A 22-0 loss to the Green Bay Packers and the first time the team had been shutout in a decade can bring people down pretty fast. Let’s start with who and what were behind the sticks after the loss to drop the Bills to 1-3.
 

BEHIND THE STICKS

  • QB Josh Allen

At the end of the game, the numbers were at least more respectable, mostly because the Packers were giving up yards for time. However, Allen wasn’t very good for most of the contest, particularly early-on. He finished the first half only 5-of-19 passing for 58 yards. He didn’t pull the trigger early enough on several passes, and was off target too often when he did. He also made a crucial rookie mistake when he threw haphazardly across his body and deep down the middle of the field at the end of the first half. The ball was picked off by rookie cornerback Jaire Alexander. Allen finished the game 16-of-33 for 151 yards, no touchdowns, and two interceptions.
 

  • 7 sacks given up

A couple of these were also on Allen, but for the most part, the Bills’ offensive line was beaten badly and cleanly several times, resulting in Allen going down. The Bills came into the game tied for the league lead in sacks allowed with 14 through three games, then they gave up half that amount in just four quarters.
 

  • LeSean McCoy’s touches

Shady was back in the lineup, yet the Bills’ best offensive threat had a total of eight touches, five rushes and three receptions. Given the lack of weapons they have on that side of the ball, he has to have more than that for this team to be successful. It’s obviously tough when the game starts to get out of hand and they have to throw more to try and get back into it quicker, but this one was only 6-0 at the end of the first quarter and 13-0 as the first half was winding down. If this team has any hope to get the offense moving, it needs to start with keeping McCoy as a part of the game plan - both as a runner and receiver -  even when things aren’t going right.
 

  • The run game

16 carries for 58 yards, a 3.6 yards per-run average. Those numbers are pedestrian enough as it is, but when you have a rookie quarterback, the running game has to give him help. It didn’t in any way Sunday.

Requirements —
a) In the Bills game recap, who intercepted Josh Allen's throw at the end of the first half?
b) Carry on the Bills game recap after its final sentence, keeping its tone.

[Dataset rows]
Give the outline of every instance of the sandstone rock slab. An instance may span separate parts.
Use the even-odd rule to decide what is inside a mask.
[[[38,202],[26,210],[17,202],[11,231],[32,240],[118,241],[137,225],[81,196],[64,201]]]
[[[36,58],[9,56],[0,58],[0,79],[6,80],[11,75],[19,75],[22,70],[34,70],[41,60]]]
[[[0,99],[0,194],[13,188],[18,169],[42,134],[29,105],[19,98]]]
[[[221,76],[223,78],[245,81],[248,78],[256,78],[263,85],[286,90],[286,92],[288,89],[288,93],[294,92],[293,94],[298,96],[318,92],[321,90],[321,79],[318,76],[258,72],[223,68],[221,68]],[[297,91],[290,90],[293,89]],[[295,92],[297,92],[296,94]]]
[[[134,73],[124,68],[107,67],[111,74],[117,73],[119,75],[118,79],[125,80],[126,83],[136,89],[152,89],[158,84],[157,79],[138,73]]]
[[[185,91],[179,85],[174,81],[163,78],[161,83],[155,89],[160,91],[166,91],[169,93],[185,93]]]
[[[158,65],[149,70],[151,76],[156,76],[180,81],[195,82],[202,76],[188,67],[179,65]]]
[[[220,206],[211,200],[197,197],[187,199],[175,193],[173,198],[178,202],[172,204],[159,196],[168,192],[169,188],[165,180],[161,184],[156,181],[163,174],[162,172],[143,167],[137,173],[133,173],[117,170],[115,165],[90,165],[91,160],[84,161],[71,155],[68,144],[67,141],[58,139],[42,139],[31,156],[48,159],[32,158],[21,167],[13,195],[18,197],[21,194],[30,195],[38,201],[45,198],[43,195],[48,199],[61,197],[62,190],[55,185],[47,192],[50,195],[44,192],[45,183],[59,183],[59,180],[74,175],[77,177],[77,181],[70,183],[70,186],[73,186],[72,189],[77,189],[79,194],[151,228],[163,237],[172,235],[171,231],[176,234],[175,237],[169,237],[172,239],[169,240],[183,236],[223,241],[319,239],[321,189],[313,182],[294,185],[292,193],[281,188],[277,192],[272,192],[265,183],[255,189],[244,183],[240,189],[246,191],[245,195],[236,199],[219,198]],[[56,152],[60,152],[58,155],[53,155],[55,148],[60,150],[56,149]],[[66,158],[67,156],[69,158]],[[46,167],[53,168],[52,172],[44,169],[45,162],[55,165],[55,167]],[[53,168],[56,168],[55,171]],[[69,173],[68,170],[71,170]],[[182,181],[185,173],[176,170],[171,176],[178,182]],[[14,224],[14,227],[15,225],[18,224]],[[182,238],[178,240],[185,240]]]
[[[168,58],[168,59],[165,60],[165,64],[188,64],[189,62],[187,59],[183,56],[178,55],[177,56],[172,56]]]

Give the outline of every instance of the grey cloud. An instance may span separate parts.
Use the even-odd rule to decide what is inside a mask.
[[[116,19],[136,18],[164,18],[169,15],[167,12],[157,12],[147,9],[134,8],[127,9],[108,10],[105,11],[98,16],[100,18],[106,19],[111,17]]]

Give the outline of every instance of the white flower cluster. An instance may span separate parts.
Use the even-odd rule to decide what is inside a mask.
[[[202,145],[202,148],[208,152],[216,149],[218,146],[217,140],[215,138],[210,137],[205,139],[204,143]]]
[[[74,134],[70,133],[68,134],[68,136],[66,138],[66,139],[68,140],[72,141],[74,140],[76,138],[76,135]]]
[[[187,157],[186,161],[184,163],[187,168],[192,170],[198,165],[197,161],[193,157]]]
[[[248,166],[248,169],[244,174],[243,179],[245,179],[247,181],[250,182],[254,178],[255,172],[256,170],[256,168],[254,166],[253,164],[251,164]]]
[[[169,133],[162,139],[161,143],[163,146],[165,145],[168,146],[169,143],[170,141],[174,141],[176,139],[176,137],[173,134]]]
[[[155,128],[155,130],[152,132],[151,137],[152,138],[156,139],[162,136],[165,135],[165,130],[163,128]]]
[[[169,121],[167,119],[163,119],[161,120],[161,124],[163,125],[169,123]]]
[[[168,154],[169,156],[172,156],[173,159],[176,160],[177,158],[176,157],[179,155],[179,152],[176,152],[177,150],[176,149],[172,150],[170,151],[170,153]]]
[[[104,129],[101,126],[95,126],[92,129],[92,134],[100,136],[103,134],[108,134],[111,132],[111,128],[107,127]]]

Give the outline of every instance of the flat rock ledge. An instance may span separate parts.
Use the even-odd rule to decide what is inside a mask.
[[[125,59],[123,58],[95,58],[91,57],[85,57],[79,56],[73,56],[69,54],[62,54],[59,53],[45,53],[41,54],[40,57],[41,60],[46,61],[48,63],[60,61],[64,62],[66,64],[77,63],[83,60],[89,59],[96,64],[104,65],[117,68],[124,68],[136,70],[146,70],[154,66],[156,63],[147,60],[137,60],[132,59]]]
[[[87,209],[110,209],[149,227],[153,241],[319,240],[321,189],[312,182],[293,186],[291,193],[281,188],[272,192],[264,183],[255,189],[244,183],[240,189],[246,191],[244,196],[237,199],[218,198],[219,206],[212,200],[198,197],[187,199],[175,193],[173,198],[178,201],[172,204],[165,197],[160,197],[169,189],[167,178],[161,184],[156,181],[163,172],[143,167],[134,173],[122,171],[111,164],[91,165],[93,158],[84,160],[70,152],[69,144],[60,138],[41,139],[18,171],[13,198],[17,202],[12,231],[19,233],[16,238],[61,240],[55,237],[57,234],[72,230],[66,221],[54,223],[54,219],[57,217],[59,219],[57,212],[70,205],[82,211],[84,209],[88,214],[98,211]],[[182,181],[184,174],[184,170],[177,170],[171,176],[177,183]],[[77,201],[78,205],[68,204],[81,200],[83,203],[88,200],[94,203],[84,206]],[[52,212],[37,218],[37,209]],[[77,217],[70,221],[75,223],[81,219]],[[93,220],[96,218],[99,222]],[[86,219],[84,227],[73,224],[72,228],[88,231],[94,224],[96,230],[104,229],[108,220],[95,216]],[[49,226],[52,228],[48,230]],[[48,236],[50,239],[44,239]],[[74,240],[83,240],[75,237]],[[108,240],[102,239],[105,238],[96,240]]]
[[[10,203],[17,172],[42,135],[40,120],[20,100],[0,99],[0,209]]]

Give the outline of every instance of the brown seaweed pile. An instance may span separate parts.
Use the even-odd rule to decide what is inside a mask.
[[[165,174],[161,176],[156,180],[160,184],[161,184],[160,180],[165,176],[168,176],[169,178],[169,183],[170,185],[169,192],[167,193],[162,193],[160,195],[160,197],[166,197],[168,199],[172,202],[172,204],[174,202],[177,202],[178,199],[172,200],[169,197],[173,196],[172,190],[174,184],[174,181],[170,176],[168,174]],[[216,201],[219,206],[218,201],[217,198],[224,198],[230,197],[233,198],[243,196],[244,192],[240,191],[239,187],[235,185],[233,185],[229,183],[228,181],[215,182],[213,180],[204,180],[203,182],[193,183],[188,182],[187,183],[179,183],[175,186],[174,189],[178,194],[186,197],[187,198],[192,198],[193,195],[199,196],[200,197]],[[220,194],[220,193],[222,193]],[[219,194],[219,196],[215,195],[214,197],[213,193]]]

Written answers —
a) Rookie cornerback Jaire Alexander intercepted it.

b)
 

  • Third down offense

Take all of the above and add it up to why this was such a problem, but it was a major issue. The Bills finished the game 3-for-16, only 19-percent on third down. They went three-and-out in four of their first five drives and seven of their twelve total drives. 
 

  • Run defense

After coming into the game ranked fifth in the NFL against the run, the defense let the Packers get off to the tune of 141 yards. They allowed 4.4 yards per-carry, which is a little too high but not horrible. However, the issue was mainly when Green Bay was able to be successful in the run game. Too many times the Bills had them in a good situation, but allowed a big run to either get them a first down or make it third-and-short.  
 

  • Lack of QB pressure

Last week, the defense harassed Kirk Cousins all afternoon, got him down four times, and were credited with six QB hurries. Granted, Cousins isn’t Rodgers and Rodgers has a quicker release, but against the Packers, the Bills’ defense wasn’t able to get nearly the pressure on him. They finished with two sacks and a total of four hurries. Rodgers had too much time too often.

 

AHEAD OF THE STICKS

  • CB Tre’Davious White

The Bills’ second year cornerback continued his stellar play. White followed Packers’ wideout Davante Adams all around the field whenever he was lined up outside. Adams was targeted 14 times, but only caught eight of those passes (not all against White). White especially had good coverage on a couple deep balls Rodgers threw at him. White was credited with a game-high three passes defended and five total tackles.
 

  • P Corey Bojorquez

Bojorquez continues to show his booming leg with distance and hang time. He punted eight times Sunday for an average of 43.5 yards, including one 50-yard boot and put four of those eight punts inside the Packers’ 20-yard line.
 

  • CB Ryan Lewis’ two forced fumbles

Lewis isn’t on this list because he was great in coverage, he was ok, but he did have two forced fumbles and two passes defended, including one in which he should have held on for what would have been a pick-six. Not bad for a kid who was on waivers hoping for work a few weeks ago.
 

  • Penalties

The Bills only committed three penalties the entire game, which is a great number, especially considering the game was on the road and they had a rookie quarterback under center.

 

THE BIG PICTURE

Going into the season, most felt the Bills would either be 0-4 or 1-3 through the first quarter of the schedule, then have a chance to win some games after that to try and climb back up the standings. After this loss in Green Bay, that’s exactly where they sit (1-3).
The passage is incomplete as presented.